__Selected extract__:
At the outset, it is important to remember that emotions play no role in a rational assessment of the Church’s actions. We must approach that assessment with objectivity and disinterest, hoping to get at the truth rather than a confirmation of what we already believed to be true. With that in mind, I offer my thoughts. Recall that the two question before us are (1) Do we have a right to sexual freedom?, and (2) Can that right ever be overridden?.

With respect to (1), I do believe we have a right to sexual freedom. Mill’s justification is doubtless faulty because all he can justify is treating people as if they had rights; he cannot actually ground real human rights. Moreover, people still have rights even if there are bad consequences of respecting those rights. Kant’s conclusion fairs well with our moral intuitions, so I must declare him the winner. I would ground human rights, not only in the categorical imperative, but also in the intrinsic worth of every human being.

However, a qualifier is important here. We do not have the right, for instance, to indulge in our sexual fantasies if they involve harm to others (rape, violence, etc.). Moreover, we arguably do not have the right to lifestyles that harm ourselves. We do not have the right, for instance, to destroy ourselves with drugs, to submit ourselves to sexually transmitted infections, and to harm in any way our bodies during sexual intercourse. These qualifications are relevant to the case at hand because some moral philosophers have argued against a homosexual lifestyle on just these grounds. They have cited various medical studies that indicate the life threatening nature of homosexual intercourse. If these arguments are valid, the conclusion appears to be that we do not have the right to a homosexual lifestyle. However, I have never personally investigated these medical studies, and so must withhold judgement. Operating under the assumption that no factors might override our right to sexual freedom, I must answer the first question affirmatively.

Regarding (2), it seems to me that various things might override a right to sexual freedom. It seems to me that willingly signing the right away does the trick. When Charamsa, for instance, became a priest in the Catholic Church, he willingly agreed not to engage in homosexual behavior. More generally, he agreed to teach Catholic doctrine and to act in accordance with those teachings. The Church did not force him to be a priest, after all. It seems to me entirely inappropriate for him to openly contradict the Church, as he is still a member of that Church. The mature and respectable course of action, I think, would have been for him to renounce his priesthood and then declared his lifestyle to the public. No one can force Charamsa to live a certain lifestyle. However, for him to agree to live a certain way and then openly refuse to do so, is merely for him to fail to be a man of his word. Furthermore, I find Kant’s appeal to the categorical imperative convincing. If everyone were to break their vows to an organization, vows would be meaningless indeed.

To end our discussion, we all have the right to live our lives as we choose. However, we do not have the right to break our vows. Let us strive to be people of our word, and to maintain personal integrity in all that we do.

__Action item A__: From the passage on sexual freedom, reproduce the text starting at "With respect to" and ending at "every human being.".
__Action item B__: In the passage on sexual freedom, what did Charamsa willingly agree not to do when he became a priest in the Catholic Church?

__Recorded information__:
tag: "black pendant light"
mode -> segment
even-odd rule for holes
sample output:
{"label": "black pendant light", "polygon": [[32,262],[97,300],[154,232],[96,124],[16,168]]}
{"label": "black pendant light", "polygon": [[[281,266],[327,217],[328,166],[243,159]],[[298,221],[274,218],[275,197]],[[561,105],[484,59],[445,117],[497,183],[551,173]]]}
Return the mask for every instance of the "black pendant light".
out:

__Written response A__:
With respect to (1), I do believe we have a right to sexual freedom. Mill’s justification is doubtless faulty because all he can justify is treating people as if they had rights; he cannot actually ground real human rights. Moreover, people still have rights even if there are bad consequences of respecting those rights. Kant’s conclusion fairs well with our moral intuitions, so I must declare him the winner. I would ground human rights, not only in the categorical imperative, but also in the intrinsic worth of every human being.

__Written response B__: He agreed not to engage in homosexual behavior.